The entries below should be output exactly as written.

● ● ● ● ●

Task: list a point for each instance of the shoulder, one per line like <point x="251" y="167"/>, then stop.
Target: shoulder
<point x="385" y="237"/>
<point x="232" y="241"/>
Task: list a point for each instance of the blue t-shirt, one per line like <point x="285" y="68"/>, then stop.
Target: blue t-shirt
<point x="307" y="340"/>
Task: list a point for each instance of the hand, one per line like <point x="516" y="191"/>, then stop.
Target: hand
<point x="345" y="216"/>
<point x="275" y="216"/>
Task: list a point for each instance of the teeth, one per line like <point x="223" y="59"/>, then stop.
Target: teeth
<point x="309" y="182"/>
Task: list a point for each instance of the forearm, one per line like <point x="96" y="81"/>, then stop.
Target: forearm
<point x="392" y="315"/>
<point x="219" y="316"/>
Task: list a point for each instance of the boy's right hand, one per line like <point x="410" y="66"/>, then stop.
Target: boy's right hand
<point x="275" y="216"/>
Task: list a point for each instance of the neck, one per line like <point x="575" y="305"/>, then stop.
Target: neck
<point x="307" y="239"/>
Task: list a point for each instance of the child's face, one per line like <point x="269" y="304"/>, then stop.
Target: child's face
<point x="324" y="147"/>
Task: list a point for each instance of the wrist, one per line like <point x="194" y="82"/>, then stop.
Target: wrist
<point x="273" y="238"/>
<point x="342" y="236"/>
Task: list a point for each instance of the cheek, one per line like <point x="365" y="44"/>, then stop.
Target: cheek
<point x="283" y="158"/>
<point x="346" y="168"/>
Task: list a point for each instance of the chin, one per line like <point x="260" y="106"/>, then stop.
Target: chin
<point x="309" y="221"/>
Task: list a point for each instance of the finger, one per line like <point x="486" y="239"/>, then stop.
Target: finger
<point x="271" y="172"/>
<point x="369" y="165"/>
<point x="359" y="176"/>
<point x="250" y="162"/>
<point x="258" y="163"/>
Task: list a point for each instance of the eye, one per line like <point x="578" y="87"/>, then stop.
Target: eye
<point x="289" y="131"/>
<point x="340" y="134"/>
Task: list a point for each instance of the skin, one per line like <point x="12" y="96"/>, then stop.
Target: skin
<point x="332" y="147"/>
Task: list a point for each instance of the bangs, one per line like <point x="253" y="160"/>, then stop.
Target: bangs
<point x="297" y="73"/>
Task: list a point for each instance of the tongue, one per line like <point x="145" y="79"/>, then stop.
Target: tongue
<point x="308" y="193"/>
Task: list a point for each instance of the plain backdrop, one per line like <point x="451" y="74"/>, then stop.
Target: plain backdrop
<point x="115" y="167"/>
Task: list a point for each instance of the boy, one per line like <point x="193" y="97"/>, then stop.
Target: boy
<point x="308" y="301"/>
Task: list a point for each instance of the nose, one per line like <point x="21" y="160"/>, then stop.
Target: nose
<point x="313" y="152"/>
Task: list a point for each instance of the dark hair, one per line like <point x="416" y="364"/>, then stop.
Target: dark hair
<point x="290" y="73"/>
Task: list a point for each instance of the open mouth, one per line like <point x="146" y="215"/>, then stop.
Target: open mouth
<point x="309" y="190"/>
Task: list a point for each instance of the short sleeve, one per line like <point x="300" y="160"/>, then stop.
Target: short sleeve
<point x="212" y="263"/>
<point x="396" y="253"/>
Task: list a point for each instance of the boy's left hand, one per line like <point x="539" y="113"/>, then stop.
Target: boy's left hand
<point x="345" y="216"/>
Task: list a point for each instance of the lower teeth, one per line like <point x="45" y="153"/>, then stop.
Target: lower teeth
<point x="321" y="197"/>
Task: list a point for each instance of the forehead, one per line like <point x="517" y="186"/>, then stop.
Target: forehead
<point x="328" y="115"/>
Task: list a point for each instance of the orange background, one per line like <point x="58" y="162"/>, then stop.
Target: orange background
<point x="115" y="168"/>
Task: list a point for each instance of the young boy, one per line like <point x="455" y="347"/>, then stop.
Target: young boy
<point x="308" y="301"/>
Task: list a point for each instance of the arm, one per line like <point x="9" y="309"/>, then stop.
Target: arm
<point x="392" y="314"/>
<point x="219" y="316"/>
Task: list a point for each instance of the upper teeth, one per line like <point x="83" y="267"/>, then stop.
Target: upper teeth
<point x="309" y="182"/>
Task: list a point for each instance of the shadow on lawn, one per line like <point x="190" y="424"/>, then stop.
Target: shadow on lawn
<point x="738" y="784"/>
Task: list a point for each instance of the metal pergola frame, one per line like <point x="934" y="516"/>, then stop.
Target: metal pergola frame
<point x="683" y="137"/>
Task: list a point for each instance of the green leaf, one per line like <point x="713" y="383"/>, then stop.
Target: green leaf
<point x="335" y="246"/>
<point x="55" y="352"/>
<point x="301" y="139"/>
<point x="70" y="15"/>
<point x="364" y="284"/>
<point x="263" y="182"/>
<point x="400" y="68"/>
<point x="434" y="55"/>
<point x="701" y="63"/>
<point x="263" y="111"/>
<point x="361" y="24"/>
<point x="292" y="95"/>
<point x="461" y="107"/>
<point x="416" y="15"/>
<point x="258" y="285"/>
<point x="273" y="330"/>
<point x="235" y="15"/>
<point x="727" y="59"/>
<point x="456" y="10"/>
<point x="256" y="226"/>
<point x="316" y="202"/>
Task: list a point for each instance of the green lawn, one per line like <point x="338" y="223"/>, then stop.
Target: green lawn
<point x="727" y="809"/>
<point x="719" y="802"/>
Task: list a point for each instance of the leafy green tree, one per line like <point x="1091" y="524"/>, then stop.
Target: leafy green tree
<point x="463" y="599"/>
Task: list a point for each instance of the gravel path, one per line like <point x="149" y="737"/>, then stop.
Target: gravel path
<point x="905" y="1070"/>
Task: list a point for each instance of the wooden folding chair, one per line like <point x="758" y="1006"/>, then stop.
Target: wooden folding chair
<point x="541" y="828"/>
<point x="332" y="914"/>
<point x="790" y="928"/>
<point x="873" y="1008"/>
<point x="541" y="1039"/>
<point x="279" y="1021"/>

● ● ● ● ●

- Task response:
Task: list a point for each instance of the shoulder, one per line like <point x="251" y="167"/>, then stop.
Target: shoulder
<point x="385" y="237"/>
<point x="232" y="241"/>
Task: list a point for each instance of the blue t-shirt, one per line like <point x="285" y="68"/>, then stop.
Target: blue t-shirt
<point x="307" y="340"/>
Task: list a point for each instance of the hand, one per line like <point x="516" y="191"/>, then stop.
Target: hand
<point x="345" y="216"/>
<point x="275" y="216"/>
Task: list a point for each instance of the teeth, one per line like <point x="223" y="59"/>, then stop.
Target: teeth
<point x="309" y="182"/>
Task: list a point for each instance of the forearm, one per line like <point x="96" y="81"/>, then stop.
Target: forearm
<point x="392" y="315"/>
<point x="219" y="316"/>
Task: list a point for each instance of the boy's right hand, one per line like <point x="410" y="66"/>, then stop.
Target: boy's right hand
<point x="275" y="216"/>
Task: list a point for each instance of the neck, one per line like <point x="575" y="305"/>, then stop.
Target: neck
<point x="307" y="239"/>
Task: list a point for each instance of the child's face, one per line like <point x="269" y="304"/>, then stop.
Target: child's face
<point x="324" y="147"/>
Task: list a point for each instance of the wrist, one per line like <point x="194" y="82"/>, then stop.
Target: wrist
<point x="273" y="238"/>
<point x="342" y="236"/>
Task: list a point for each instance of the cheek, one per line like <point x="365" y="44"/>, then stop.
Target: cheek
<point x="283" y="158"/>
<point x="346" y="168"/>
Task: list a point for each instance of the chin, one per line like <point x="260" y="106"/>, then stop.
Target: chin
<point x="309" y="221"/>
Task: list a point for each instance of the finger, one per line like <point x="486" y="239"/>, then stop.
Target: finger
<point x="271" y="172"/>
<point x="369" y="165"/>
<point x="359" y="176"/>
<point x="250" y="162"/>
<point x="258" y="163"/>
Task: list a point for each instance of the eye, one per line like <point x="578" y="87"/>, then stop.
Target: eye
<point x="289" y="131"/>
<point x="340" y="134"/>
Task: list a point for each instance of the skin, one per line like <point x="12" y="96"/>, then stop.
Target: skin
<point x="332" y="147"/>
Task: list a point for each instance of the bangs, one per line like <point x="253" y="160"/>, then stop.
Target: bangs
<point x="297" y="73"/>
Task: list a point for each instance of the tongue, one per line like <point x="145" y="79"/>, then stop.
Target: tongue
<point x="308" y="193"/>
Task: list a point for each instance of the plain backdrop, one per line like <point x="451" y="74"/>, then stop.
Target: plain backdrop
<point x="115" y="167"/>
Task: list a point for each instance of the boy, one per line like <point x="193" y="97"/>, then stop.
Target: boy
<point x="308" y="301"/>
Task: list a point for each instance of the nose, one per line like <point x="21" y="160"/>, then stop.
Target: nose
<point x="313" y="152"/>
Task: list a point for each instance of the dark hair, one per line like <point x="416" y="364"/>, then stop.
Target: dark hair
<point x="290" y="73"/>
Task: list a point for each instance of the open mouth, one per line like <point x="146" y="215"/>, then stop.
Target: open mouth
<point x="309" y="190"/>
Task: list a point for each instance of the short sleeve, one per line like <point x="300" y="160"/>, then stop.
Target: short sleeve
<point x="212" y="263"/>
<point x="396" y="253"/>
Task: list a point for each instance of the boy's left hand, one per line like <point x="539" y="113"/>, then stop.
Target: boy's left hand
<point x="345" y="216"/>
Task: list a point for each instance of the lower teeth, one per line like <point x="45" y="153"/>, then stop.
Target: lower teeth
<point x="321" y="197"/>
Task: list a point for each instance of the forehead, one per line like <point x="517" y="186"/>, then stop.
Target: forehead
<point x="328" y="115"/>
Task: list a point for each instance of the orange background, one per line like <point x="58" y="162"/>, then stop.
Target: orange background
<point x="115" y="168"/>
Task: list a point for each instance of the young boy, one per line like <point x="455" y="347"/>, then stop.
Target: young boy
<point x="308" y="301"/>
Task: list a point for each instance of the arm, one per line like <point x="9" y="309"/>, then stop.
Target: arm
<point x="392" y="314"/>
<point x="219" y="316"/>
Task: list a point for each instance of the upper teeth, one per line like <point x="83" y="267"/>, then stop.
Target: upper teeth
<point x="309" y="182"/>
Task: list a point for each instance of the shadow on lawn, one per line like <point x="190" y="424"/>, then stop.
Target: shadow on lawn
<point x="738" y="784"/>
Task: list a point for each instance of the metal pergola frame, one per line like <point x="934" y="516"/>, then stop.
Target: metal pergola frame
<point x="683" y="137"/>
Task: list a point for each instance of the green leaf, one per line like <point x="713" y="383"/>, then stop.
Target: green leaf
<point x="335" y="246"/>
<point x="55" y="352"/>
<point x="301" y="139"/>
<point x="70" y="15"/>
<point x="364" y="284"/>
<point x="263" y="182"/>
<point x="400" y="68"/>
<point x="434" y="55"/>
<point x="701" y="63"/>
<point x="263" y="111"/>
<point x="361" y="24"/>
<point x="292" y="95"/>
<point x="461" y="107"/>
<point x="416" y="15"/>
<point x="258" y="285"/>
<point x="273" y="330"/>
<point x="235" y="15"/>
<point x="727" y="59"/>
<point x="456" y="10"/>
<point x="256" y="226"/>
<point x="316" y="202"/>
Task: list a point for each instance of the green lawn, one per line like <point x="338" y="223"/>, then stop.
Target: green lawn
<point x="727" y="809"/>
<point x="719" y="802"/>
Task: list a point for each instance of the leafy green tree, one per line like <point x="1091" y="524"/>, then stop.
Target: leafy green tree
<point x="463" y="599"/>
Task: list a point for each instance of the gravel path, one per line like <point x="149" y="737"/>, then stop.
Target: gravel path
<point x="905" y="1070"/>
Task: list a point for each instance of the wooden folding chair, one per line like <point x="758" y="1006"/>, then stop.
Target: wooden folding chair
<point x="541" y="828"/>
<point x="332" y="914"/>
<point x="790" y="928"/>
<point x="873" y="1008"/>
<point x="541" y="1039"/>
<point x="279" y="1021"/>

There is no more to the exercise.